> _THINGS TO DO_:
[1] From the article on church food safety, return everything from "Recent tragedies refocus" down to "for Salmonella bacteria.".
[2] Do these statements agree with the article on church food safety? Answer each with yes or no and quote the deciding words. (a) The CDC reports that food poisoning affects one in six Americans each year. (b) Initial tests on the food served at the Alabama funeral were positive for pesticides. (c) Preliminary investigations in India point to cooking oil stored in a contaminated container.

> _EXCERPT PROVIDED_:
==*==
Is your church's food safe?
Recent tragedies refocus attention on food safety
In the past month, how many times has your ministry's activities involved food? Most likely, several: potlucks, food for shut-ins, picnics, youth pizza nights, staff lunches. Of those, how many times have you asked yourself: Is our food safe?
Tragic examples grab headlines
Food poisoning affects one in six Americans each year, according to the Centers for Disease Control (CDC). While most cases are more inconvenience than anything, some can be very serious and even fatal. Two recent examples, at home and abroad:
At least 36 sickened at Alabama funeral. At least 36 people have fallen ill — some hospitalized in serious condition — after attending a funeral and meal on July 6 at Eastern Star Baptist Church in York, Alabama. Investigations are ongoing, but initial tests on the food provided are positive for Salmonella bacteria.
23 schoolchildren dead in India, dozens more sickened. 23 schoolchildren in India died after being fed food contaminated with pesticides. Preliminary investigations suggest improper food handling — cooking oil stored in a contaminated container — is to blame. There is also potential that the contamination wasn't accidental — a chilling reminder to carefully screen and monitor your food handlers.
==*==
> _DATA EXTRACT_:
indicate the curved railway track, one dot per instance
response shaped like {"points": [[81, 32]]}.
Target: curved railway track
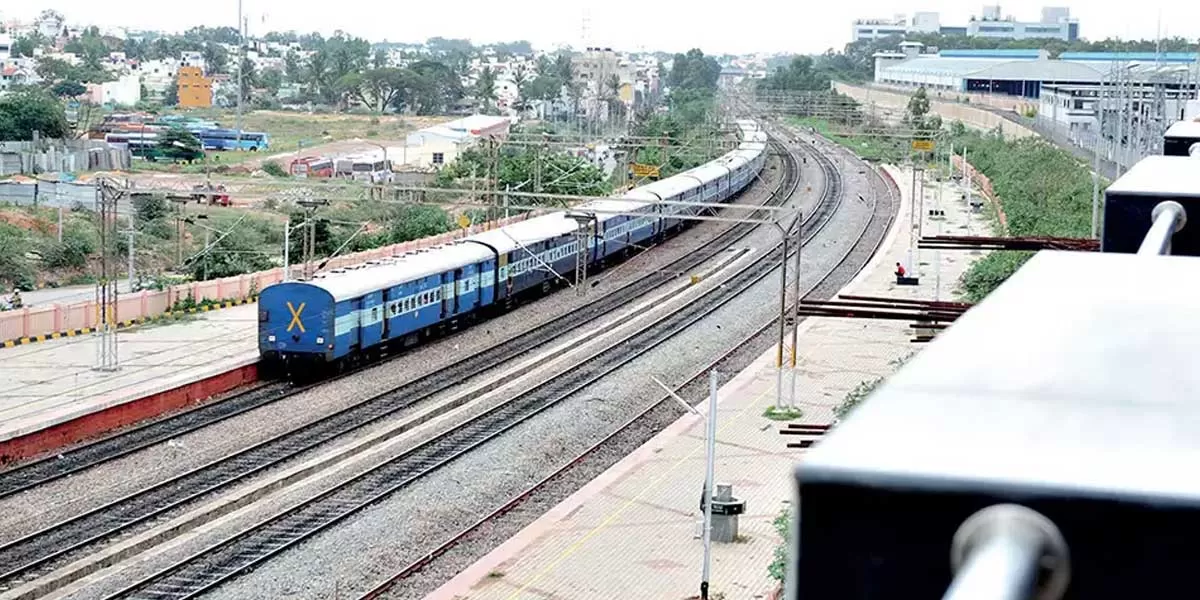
==*==
> _EXERCISE ANSWERS_:
[1]
Recent tragedies refocus attention on food safety
In the past month, how many times has your ministry's activities involved food? Most likely, several: potlucks, food for shut-ins, picnics, youth pizza nights, staff lunches. Of those, how many times have you asked yourself: Is our food safe?
Tragic examples grab headlines
Food poisoning affects one in six Americans each year, according to the Centers for Disease Control (CDC). While most cases are more inconvenience than anything, some can be very serious and even fatal. Two recent examples, at home and abroad:
At least 36 sickened at Alabama funeral. At least 36 people have fallen ill — some hospitalized in serious condition — after attending a funeral and meal on July 6 at Eastern Star Baptist Church in York, Alabama. Investigations are ongoing, but initial tests on the food provided are positive for Salmonella bacteria.

[2]
(a) Yes: "Food poisoning affects one in six Americans each year, according to the Centers for Disease Control (CDC)."
(b) No: "initial tests on the food provided are positive for Salmonella bacteria."
(c) Yes: "Preliminary investigations suggest improper food handling — cooking oil stored in a contaminated container — is to blame."